** TASK OBJECTIVE **
Of all the entries below, retype only the lines from the one with "vertices: whole pixels, x" through the one with "M 315 353 L", exactly as they appear.

START SOURCE INFORMATION

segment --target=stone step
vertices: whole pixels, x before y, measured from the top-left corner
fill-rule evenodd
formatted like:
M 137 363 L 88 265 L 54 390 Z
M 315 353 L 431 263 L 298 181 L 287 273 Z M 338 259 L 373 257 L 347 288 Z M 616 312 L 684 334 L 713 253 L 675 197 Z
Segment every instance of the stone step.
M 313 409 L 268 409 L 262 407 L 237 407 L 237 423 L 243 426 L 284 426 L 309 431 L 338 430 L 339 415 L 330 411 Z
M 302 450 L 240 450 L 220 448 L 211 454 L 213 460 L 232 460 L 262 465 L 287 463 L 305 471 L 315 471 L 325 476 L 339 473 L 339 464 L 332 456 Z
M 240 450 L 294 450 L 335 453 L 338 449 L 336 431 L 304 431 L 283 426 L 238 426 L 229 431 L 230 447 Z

END SOURCE INFORMATION

** COMPLETED EXERCISE **
vertices: whole pixels, x before y, measured from the top-left corner
fill-rule evenodd
formatted like:
M 137 363 L 88 265 L 54 390 Z
M 315 353 L 431 263 L 298 181 L 287 273 Z M 338 259 L 373 257 L 347 288 Z M 616 312 L 684 334 L 713 253 L 675 197 Z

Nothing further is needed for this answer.